• Tasks to carry out:
**1)** List every person named in the passage on early American statesmen.
**2)** In the passage on early American statesmen, which city is George Bryan said to be a native of?
**3)** Please carry on the passage on early American statesmen from its last sentence.

• Text extract:

--*--

The first governor of Pennsylvania, after the adoption of the Federal Constitution, was George Bryan, a native of Dublin. In 1789 and 1790, he was mainly instrumental in procuring the passage of a law for the gradual abolition of slavery in his adopted state. He died in January, 1791, at an advanced age.

Among the senators of the first Congress were Charles Carroll, and Thomas Fitzsimmon; and among the representatives John Sullivan and George Read. The latter retired from the Legislature, to be chief justice of his own state, and the other three to enjoy the repose of private life.

--*--

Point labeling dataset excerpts
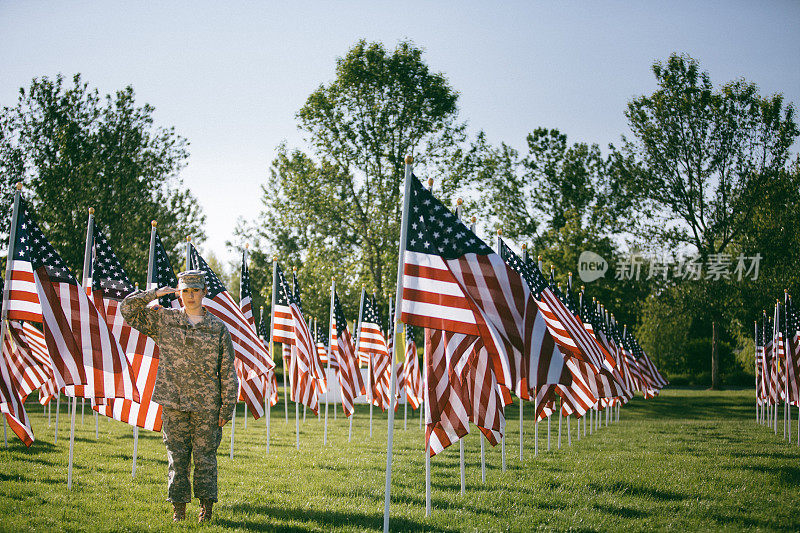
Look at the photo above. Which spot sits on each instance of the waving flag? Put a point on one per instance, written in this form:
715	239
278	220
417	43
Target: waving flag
566	329
29	365
306	372
454	282
110	284
11	405
219	302
87	358
251	382
283	322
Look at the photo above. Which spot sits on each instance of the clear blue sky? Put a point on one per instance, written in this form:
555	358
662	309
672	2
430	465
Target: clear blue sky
231	75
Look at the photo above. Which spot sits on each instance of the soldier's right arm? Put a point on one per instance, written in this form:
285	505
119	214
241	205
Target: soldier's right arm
135	311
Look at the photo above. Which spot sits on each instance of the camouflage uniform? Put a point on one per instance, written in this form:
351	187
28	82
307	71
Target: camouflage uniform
196	386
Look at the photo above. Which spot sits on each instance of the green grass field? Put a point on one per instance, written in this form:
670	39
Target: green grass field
687	461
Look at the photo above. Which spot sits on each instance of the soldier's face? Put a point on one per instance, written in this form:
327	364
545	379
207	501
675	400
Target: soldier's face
192	298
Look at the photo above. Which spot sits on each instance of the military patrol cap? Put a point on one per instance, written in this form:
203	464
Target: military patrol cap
192	278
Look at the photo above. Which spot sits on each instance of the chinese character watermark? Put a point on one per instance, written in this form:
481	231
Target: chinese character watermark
716	267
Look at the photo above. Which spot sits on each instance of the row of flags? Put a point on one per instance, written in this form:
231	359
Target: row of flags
492	324
63	336
777	360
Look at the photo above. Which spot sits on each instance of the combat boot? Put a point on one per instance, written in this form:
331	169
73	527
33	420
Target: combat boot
178	512
205	510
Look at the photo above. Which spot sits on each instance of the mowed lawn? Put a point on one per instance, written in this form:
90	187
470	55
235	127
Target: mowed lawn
688	460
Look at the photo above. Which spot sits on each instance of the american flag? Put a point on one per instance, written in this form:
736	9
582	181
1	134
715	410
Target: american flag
27	361
11	404
766	357
88	360
110	284
282	320
350	381
263	328
251	382
321	337
446	416
566	329
246	344
454	282
451	403
372	346
306	372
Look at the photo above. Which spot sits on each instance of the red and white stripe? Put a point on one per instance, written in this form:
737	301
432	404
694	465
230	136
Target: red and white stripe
486	408
446	416
251	389
11	405
282	324
88	360
246	344
143	355
476	295
351	382
28	363
23	298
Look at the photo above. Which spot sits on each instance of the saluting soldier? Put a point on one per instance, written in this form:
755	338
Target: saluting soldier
196	385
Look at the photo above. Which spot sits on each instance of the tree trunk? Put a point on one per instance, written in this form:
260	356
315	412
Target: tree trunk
714	357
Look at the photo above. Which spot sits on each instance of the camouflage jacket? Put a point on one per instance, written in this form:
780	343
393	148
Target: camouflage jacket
195	368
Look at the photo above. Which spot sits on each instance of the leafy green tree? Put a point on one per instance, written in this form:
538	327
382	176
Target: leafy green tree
700	162
336	209
74	149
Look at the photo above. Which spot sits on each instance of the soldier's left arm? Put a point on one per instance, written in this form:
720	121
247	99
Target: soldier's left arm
229	383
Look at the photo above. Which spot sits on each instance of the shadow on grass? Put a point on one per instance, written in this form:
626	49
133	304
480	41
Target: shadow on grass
327	519
711	406
616	511
623	488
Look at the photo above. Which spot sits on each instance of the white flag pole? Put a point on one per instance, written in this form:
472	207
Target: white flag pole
459	208
503	438
396	332
560	405
786	413
292	363
9	260
233	427
369	365
272	332
777	395
331	325
569	433
372	377
58	411
268	405
535	421
483	456
87	265
149	284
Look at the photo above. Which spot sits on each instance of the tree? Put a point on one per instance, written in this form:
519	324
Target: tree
73	150
700	163
341	201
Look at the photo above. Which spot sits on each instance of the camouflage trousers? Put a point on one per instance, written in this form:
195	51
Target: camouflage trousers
187	434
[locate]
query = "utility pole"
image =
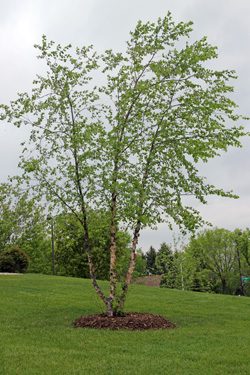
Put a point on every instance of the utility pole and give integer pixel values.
(241, 278)
(52, 243)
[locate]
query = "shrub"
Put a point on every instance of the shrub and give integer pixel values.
(14, 260)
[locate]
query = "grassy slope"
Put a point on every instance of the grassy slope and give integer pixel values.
(37, 336)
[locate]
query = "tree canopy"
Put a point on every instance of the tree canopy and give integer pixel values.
(123, 132)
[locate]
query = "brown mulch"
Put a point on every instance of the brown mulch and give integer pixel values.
(131, 321)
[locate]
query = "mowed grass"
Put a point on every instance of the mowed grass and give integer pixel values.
(38, 336)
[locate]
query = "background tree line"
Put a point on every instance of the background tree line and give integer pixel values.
(208, 263)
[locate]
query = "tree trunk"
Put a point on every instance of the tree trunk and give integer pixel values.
(131, 267)
(113, 250)
(223, 281)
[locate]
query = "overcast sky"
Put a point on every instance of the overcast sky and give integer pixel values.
(106, 24)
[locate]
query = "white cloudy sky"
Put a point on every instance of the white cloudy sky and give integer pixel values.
(106, 24)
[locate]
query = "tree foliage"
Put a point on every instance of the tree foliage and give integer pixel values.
(129, 145)
(214, 252)
(14, 261)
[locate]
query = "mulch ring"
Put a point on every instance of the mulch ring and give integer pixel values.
(131, 321)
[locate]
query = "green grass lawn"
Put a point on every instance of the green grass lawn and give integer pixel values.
(38, 337)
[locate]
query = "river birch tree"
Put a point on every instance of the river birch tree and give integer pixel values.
(123, 133)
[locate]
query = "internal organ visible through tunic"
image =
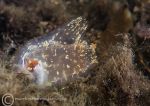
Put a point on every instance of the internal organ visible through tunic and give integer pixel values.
(62, 52)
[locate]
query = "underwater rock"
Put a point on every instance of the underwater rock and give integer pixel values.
(57, 56)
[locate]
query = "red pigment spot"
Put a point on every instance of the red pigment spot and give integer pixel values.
(31, 63)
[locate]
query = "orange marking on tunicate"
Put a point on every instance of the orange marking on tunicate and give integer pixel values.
(31, 63)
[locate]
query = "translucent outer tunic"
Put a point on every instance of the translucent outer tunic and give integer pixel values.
(58, 55)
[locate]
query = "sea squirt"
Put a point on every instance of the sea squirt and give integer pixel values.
(59, 55)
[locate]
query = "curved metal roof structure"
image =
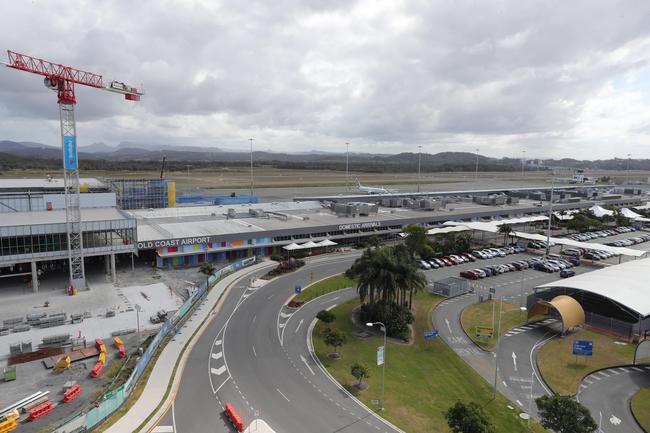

--*--

• Outputs by task:
**1)** George Bryan, Charles Carroll, Thomas Fitzsimmon, John Sullivan, George Read

**2)** Dublin

**3)**
In New Hampshire, the Hon. Mathew Patten, born in Ireland, May 19th, 1719, was "the first judge of probate after the Revolution." He was appointed in 1776, and continued to hold that and other judicial offices until his death, August 27th, 1795. The Hon. John Orr, of the same state, who died in 1823, was for many years a state senator, and the oldest magistrate of Hillsborough county. After the war of Independence, General Sullivan was elected senator to Congress, and remained two sessions. From 1786 to 1789, he was president (that is, "governor') of the state, which he resigned, to accept the office of judge of the Federal Court. In this situation he died in 1795, in the 54th year of his age.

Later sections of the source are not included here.